TASK INPUT:
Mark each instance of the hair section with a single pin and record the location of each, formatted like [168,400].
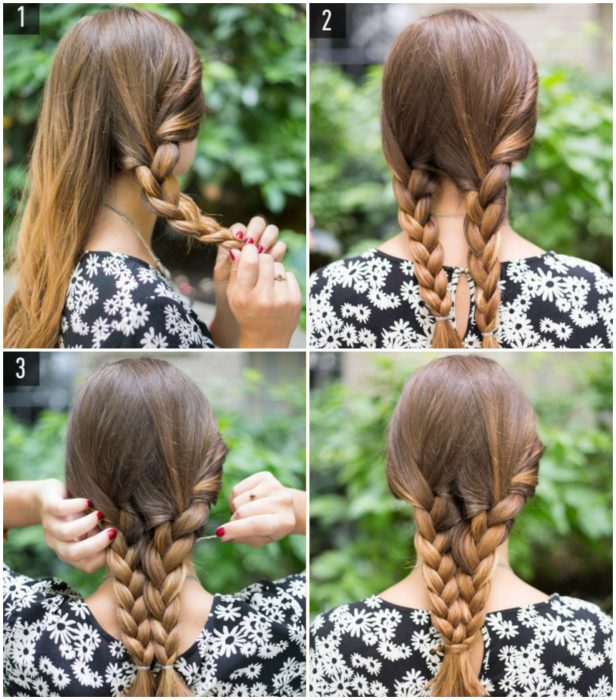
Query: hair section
[464,451]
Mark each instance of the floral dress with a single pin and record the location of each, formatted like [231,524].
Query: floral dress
[252,643]
[560,647]
[118,301]
[548,301]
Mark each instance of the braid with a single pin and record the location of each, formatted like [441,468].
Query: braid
[164,564]
[486,209]
[414,199]
[128,584]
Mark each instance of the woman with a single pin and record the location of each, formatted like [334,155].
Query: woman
[463,450]
[143,469]
[459,108]
[120,116]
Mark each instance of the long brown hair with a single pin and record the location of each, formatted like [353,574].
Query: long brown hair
[123,91]
[144,446]
[464,451]
[459,100]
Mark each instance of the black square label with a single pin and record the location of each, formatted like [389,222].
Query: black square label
[20,18]
[21,368]
[327,21]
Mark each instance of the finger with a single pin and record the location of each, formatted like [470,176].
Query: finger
[258,525]
[248,268]
[250,482]
[66,506]
[279,250]
[75,551]
[239,231]
[254,230]
[69,530]
[266,273]
[268,238]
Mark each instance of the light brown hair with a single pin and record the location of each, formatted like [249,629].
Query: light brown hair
[464,451]
[144,446]
[123,92]
[459,100]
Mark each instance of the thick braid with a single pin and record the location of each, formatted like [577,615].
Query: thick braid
[164,564]
[162,192]
[486,210]
[414,197]
[123,563]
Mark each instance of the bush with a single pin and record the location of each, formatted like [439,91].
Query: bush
[361,537]
[561,195]
[273,441]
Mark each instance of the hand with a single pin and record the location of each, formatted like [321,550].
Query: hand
[224,328]
[71,531]
[264,298]
[263,511]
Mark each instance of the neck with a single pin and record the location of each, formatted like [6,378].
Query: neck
[110,232]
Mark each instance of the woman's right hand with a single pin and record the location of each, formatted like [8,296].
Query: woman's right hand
[71,528]
[266,309]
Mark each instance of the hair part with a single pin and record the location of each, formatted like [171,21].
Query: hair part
[143,444]
[123,92]
[459,101]
[467,481]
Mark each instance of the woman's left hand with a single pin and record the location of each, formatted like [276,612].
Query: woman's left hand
[263,511]
[224,328]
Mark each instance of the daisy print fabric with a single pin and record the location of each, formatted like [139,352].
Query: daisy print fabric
[253,643]
[372,301]
[561,647]
[118,301]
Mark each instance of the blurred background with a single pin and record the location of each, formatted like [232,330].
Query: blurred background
[361,538]
[259,402]
[561,195]
[251,156]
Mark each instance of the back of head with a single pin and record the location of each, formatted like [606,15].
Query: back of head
[464,451]
[459,101]
[144,446]
[123,92]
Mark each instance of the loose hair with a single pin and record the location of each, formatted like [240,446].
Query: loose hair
[464,451]
[123,92]
[144,446]
[459,100]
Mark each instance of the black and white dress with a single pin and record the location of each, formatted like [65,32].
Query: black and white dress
[118,301]
[547,301]
[561,647]
[253,643]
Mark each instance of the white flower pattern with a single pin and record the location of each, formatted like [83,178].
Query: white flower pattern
[253,643]
[118,301]
[561,647]
[548,301]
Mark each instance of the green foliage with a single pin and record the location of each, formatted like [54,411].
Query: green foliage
[251,149]
[267,441]
[361,537]
[561,195]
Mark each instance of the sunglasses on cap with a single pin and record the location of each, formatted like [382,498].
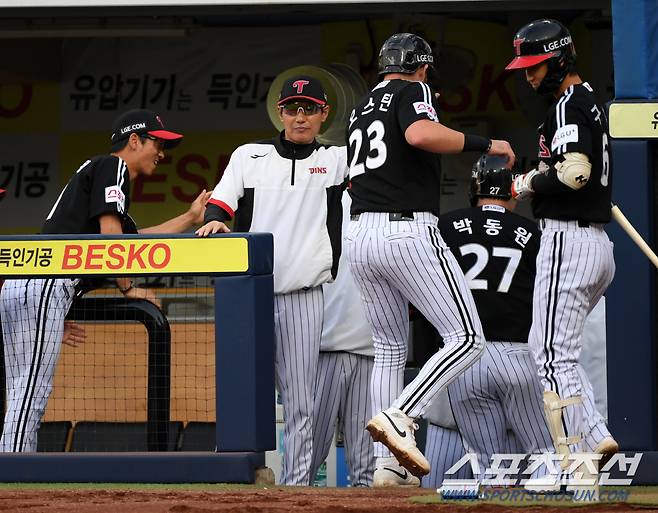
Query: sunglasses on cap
[308,108]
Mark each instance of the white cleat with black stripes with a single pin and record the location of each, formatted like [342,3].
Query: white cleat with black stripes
[388,472]
[396,431]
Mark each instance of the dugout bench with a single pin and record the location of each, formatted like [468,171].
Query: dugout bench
[242,266]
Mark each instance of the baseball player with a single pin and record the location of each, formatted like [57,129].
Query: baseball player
[291,186]
[497,249]
[342,396]
[95,200]
[394,247]
[570,193]
[443,443]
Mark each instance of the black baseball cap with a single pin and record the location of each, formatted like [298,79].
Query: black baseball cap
[143,122]
[303,87]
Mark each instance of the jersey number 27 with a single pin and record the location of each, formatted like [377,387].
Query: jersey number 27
[482,259]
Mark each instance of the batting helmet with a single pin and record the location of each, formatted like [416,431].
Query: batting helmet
[404,53]
[545,40]
[490,179]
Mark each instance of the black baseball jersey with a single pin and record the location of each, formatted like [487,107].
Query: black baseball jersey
[386,173]
[575,123]
[497,251]
[100,186]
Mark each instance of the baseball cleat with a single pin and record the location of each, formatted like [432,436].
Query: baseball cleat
[396,431]
[607,448]
[388,472]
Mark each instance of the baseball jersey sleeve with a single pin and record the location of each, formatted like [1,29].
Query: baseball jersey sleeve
[573,134]
[227,192]
[415,103]
[110,188]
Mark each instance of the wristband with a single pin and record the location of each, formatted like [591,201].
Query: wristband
[476,143]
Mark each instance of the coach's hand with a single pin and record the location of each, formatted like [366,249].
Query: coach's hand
[198,208]
[142,293]
[503,149]
[212,227]
[74,334]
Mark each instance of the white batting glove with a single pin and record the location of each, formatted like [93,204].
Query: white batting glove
[522,185]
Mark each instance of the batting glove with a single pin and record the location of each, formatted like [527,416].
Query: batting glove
[522,185]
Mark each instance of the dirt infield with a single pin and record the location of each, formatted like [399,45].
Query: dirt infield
[253,500]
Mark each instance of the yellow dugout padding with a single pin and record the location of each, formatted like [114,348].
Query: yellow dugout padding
[118,257]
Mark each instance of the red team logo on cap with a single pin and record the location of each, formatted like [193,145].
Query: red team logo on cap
[517,46]
[299,84]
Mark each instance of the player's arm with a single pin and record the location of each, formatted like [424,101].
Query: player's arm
[422,128]
[193,217]
[224,199]
[111,225]
[572,145]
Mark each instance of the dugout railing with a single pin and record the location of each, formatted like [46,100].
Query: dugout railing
[241,265]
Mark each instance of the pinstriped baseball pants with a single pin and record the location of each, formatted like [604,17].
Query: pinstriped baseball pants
[499,400]
[33,314]
[574,268]
[298,320]
[343,398]
[397,262]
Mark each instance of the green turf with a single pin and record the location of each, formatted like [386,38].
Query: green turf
[638,495]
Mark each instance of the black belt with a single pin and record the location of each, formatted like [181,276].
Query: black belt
[406,215]
[581,223]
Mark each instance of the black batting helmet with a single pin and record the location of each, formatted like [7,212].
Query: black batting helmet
[404,53]
[545,40]
[490,179]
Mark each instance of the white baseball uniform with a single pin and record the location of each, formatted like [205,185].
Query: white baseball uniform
[342,397]
[292,191]
[396,252]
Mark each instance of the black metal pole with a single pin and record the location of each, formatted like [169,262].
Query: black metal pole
[159,354]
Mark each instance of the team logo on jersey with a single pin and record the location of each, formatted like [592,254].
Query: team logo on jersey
[114,194]
[299,84]
[564,135]
[426,108]
[544,152]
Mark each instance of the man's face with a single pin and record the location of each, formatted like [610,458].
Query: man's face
[302,120]
[149,151]
[535,74]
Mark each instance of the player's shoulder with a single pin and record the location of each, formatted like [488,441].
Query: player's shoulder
[523,221]
[448,217]
[255,149]
[101,164]
[578,97]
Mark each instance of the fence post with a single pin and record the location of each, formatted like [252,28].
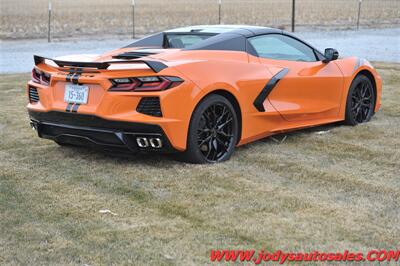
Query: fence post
[49,24]
[219,11]
[293,14]
[359,14]
[133,19]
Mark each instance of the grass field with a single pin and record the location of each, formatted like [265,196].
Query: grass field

WHAT YOU HAVE TO DO:
Write out the entries above verbatim; the pictures do not belong in your copy.

EXPECTED ANSWER:
Mark each instance of the hair section with a single pin and record the location of each, formatted like [168,400].
Query: hair section
[464,451]
Mark each instance of the floral dress with a single pin and record the location of each, formatted like [231,524].
Query: floral dress
[252,643]
[560,647]
[118,301]
[548,301]
Mark each instance of the braid with a single pin and record the location of each, formatted like [441,468].
Query: braid
[164,564]
[486,209]
[414,199]
[128,584]
Mark each instance of the woman with a single pin and record the location of each, formatted like [334,155].
Query: woman
[463,450]
[143,469]
[459,108]
[120,116]
Mark each instance of the long brown hair with a single pin and record the location of each, formatted like [353,574].
Query: long brown hair
[123,91]
[144,446]
[464,451]
[459,100]
Mark each instance of the black square label with a single pin and record the location of each, formatted like [389,222].
Query: black square label
[20,18]
[21,368]
[327,21]
Mark each instance of the finger with a single pin and record the location of each, formatted like [470,176].
Query: finger
[258,525]
[248,268]
[250,482]
[66,506]
[279,250]
[75,551]
[239,231]
[254,230]
[69,530]
[266,273]
[268,238]
Mark each instance of the light brown hair with a single pin and record the location of each, formatted like [249,629].
Query: light brown hair
[464,451]
[144,446]
[123,92]
[459,100]
Mark each instance of the thick braid with a single pin and record the location of each, formatted like [577,615].
Query: thick braid
[164,564]
[162,192]
[486,210]
[414,197]
[123,563]
Mark each instance of the bush with a single pin and record the location of each, formatted like [439,91].
Query: bush
[361,537]
[561,195]
[273,441]
Mark each instance of the hand with a single pin and record the location of each, formatted like [321,550].
Query: hand
[224,328]
[71,531]
[264,298]
[263,511]
Mark each instance of the neck with a single pin and record the location of each, formatted like [6,378].
Query: neck
[110,232]
Mark each instance of the woman's right hand with a single pin and record the location of each, formatted like [8,296].
Query: woman's right hand
[71,528]
[266,309]
Mark each instance of the hair part with a single pin and record the location of each, formatted like [171,21].
Query: hair part
[143,444]
[123,92]
[459,101]
[467,481]
Mark each instance of the woman's left hand with a single pin and record the location of each, formatted like [276,612].
Query: woman's left hand
[263,511]
[224,328]
Mark each instance of the daisy print fabric with a single pin and record the location of each, formatted like [139,352].
Query: daisy print fabric
[253,643]
[372,301]
[561,647]
[118,301]
Mark each instance of the blurred background with a single pin and record the location of each, formatted like [232,330].
Query: blurred background
[361,538]
[259,402]
[561,195]
[251,156]
Mark each instance of the back of head with a single pin and record the location of each, formatted like [606,15].
Query: back of head
[464,451]
[459,101]
[144,446]
[123,92]
Mark each instance of the loose hair with a single pin and record the location of each, formatted like [240,446].
Query: loose hair
[464,451]
[123,92]
[144,446]
[459,100]
Mark each instance of the black and white dress with a single pin and record the location of each, formatted like [65,32].
Query: black and white dress
[118,301]
[547,301]
[561,647]
[253,643]
Mark each instance of the white flower pattern with a single pin and record the location of each, formatted like [83,178].
Query: white flower pattern
[253,643]
[118,301]
[561,647]
[548,301]
Mark each instance of the green foliage with a single pin and record the location of each, formatted like [54,411].
Query: green foliage
[251,149]
[267,441]
[361,537]
[561,195]
Mark each instance of the sunglasses on cap with a single pin and record the location of each, formatted like [382,498].
Query: sunglasses on cap
[308,108]
Mark each instance of the white cleat with black stripes with a single pin and record the location of each, formatted like [342,3].
Query: white cleat with black stripes
[388,472]
[396,431]
Mark each instance of the dugout bench with a single pin and record the location of each, formatted like [468,171].
Query: dugout bench
[242,266]
Mark each instance of the baseball player with a single pin and record the location of each, formatted like [57,129].
Query: baseball player
[291,186]
[497,249]
[342,396]
[95,200]
[394,247]
[570,193]
[443,443]
Mark each instance of the black baseball cap with a single pin and record the location of each, formatted like [298,79].
Query: black baseball cap
[143,122]
[303,87]
Mark each instance of the jersey number 27 with a single pin and record the location of each, formatted like [377,387].
Query: jersey number 27
[482,259]
Mark each instance of the batting helmet with a single pin and record the location of each, formatted like [416,431].
Query: batting helmet
[404,53]
[545,40]
[490,179]
Mark each instance of the black baseball jersey with a single pin and record the location of each, formatted like [487,107].
Query: black baseball jersey
[386,173]
[575,123]
[497,251]
[100,186]
Mark each instance of the baseball cleat with a single pin and record the location of each, formatted like [432,436].
Query: baseball cleat
[396,431]
[607,448]
[388,472]
Mark each instance of the baseball jersey sleeve with a single pin and record the location of each, formatted like [1,29].
Query: baseball jersey sleeve
[573,134]
[227,192]
[415,103]
[110,188]
Mark each instance of the wristband with a single pin and record the location of each, formatted like [591,201].
Query: wristband
[476,143]
Mark each instance of the coach's hand with a single pin and record the location of each, formatted like [366,249].
Query: coach's hand
[198,208]
[142,293]
[503,149]
[212,227]
[74,334]
Mark each instance of the white batting glove with a single pin and record the location of each, formatted like [93,204].
Query: white batting glove
[522,185]
Mark each instance of the batting glove with a single pin and record the location of each, formatted like [527,416].
Query: batting glove
[522,185]
Mark each instance of the dirt infield with a single pin and record the location of each, formatted like [399,45].
Query: dirt infield
[253,500]
Mark each instance of the yellow dugout padding with a single pin and record the location of each, formatted like [114,348].
Query: yellow dugout padding
[118,257]
Mark each instance of the red team logo on cap with a single pin and record the location of each, formatted like [193,145].
Query: red team logo on cap
[517,46]
[299,84]
Mark each instance of the player's arm with a single pin and record the location of each, formatted like [424,101].
Query: player's arm
[422,128]
[193,217]
[224,199]
[111,225]
[572,145]
Mark each instance of the dugout railing with a single pin and record the location of each, formatted like [46,100].
Query: dugout railing
[241,265]
Mark each instance of the pinstriped baseball pants with a single pin and record the location of each, formatted like [604,17].
Query: pinstriped baseball pants
[499,400]
[33,314]
[574,268]
[298,320]
[343,398]
[397,262]
Mark each instance of the green turf with a single pin and record the location of each, formatted like [386,38].
Query: green turf
[638,495]
Mark each instance of the black belt with a single pin and record the location of each, formatted like [181,276].
Query: black belt
[406,215]
[581,223]
Mark each instance of the black batting helmet with a single pin and record the location of each, formatted like [7,212].
Query: black batting helmet
[404,53]
[545,40]
[490,179]
Mark each instance of the white baseball uniform with a single pin and record the location of each, formatted like [205,185].
Query: white baseball uniform
[342,397]
[292,191]
[396,252]
Mark each instance of the black metal pole with a single pin and record the location of each, formatted like [169,262].
Query: black metal pole
[159,354]
Mark each instance of the team logo on jersey with a single pin and record the location of each, formatted like [592,254].
Query: team logo on jersey
[114,194]
[299,84]
[564,135]
[426,108]
[544,152]
Mark each instance of the man's face with a single pin and record the location of each, formatted like [610,458].
Query: man's face
[302,120]
[149,151]
[535,74]
Mark each instance of the player's shoulder with a single pin and record the location of each, formatted like [488,441].
Query: player's shoulder
[523,221]
[448,217]
[255,149]
[101,164]
[578,97]
Mark each instance of the fence post with a single pin and record the location of each, formatted like [252,28].
Query: fence post
[49,24]
[219,11]
[293,14]
[359,14]
[133,19]
Mark each instance of the grass field with a single pin and record the location of each, formatted like [265,196].
Query: grass field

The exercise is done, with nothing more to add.